Start of Records supplied
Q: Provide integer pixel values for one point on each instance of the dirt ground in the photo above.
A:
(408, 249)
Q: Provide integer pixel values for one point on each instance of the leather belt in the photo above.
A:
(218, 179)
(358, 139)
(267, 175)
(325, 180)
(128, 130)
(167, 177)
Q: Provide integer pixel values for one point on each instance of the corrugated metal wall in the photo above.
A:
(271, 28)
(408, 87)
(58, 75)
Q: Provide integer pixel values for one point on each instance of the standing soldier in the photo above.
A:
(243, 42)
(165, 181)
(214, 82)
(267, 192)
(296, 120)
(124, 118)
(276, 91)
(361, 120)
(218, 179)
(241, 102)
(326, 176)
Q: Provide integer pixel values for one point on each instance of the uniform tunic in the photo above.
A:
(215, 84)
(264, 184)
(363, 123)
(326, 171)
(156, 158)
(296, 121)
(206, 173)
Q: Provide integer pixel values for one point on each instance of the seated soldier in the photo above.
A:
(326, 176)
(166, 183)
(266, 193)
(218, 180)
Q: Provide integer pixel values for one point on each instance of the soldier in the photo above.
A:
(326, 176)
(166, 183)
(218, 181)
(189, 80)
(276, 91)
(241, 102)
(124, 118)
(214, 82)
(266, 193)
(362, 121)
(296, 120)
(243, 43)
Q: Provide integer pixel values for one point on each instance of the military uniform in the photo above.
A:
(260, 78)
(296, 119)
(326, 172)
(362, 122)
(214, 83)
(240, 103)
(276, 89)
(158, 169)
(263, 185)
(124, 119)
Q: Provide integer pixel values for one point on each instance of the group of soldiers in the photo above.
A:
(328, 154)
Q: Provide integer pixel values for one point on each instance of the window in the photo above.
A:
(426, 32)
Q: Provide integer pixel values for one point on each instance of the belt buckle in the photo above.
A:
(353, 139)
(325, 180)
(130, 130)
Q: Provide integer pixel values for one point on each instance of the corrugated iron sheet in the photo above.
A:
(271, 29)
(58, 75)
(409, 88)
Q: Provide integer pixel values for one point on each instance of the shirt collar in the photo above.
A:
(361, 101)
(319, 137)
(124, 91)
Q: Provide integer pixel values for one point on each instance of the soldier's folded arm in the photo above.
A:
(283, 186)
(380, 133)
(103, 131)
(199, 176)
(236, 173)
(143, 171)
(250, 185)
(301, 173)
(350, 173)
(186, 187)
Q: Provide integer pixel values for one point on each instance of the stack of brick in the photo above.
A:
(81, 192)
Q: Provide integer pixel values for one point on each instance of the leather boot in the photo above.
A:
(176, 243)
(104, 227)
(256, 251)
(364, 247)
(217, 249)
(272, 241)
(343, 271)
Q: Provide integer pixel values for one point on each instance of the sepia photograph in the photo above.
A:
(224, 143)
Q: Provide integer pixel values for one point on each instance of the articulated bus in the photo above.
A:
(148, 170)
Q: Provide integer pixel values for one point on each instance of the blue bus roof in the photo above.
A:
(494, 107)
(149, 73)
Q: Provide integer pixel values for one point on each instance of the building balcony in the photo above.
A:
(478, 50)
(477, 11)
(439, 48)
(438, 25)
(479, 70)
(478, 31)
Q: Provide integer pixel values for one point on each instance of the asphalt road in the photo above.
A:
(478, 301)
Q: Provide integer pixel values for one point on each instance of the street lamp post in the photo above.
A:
End of Records supplied
* Exercise instructions
Report how many lines of the data hold the string "uniform"; give only the number.

* The completed task
2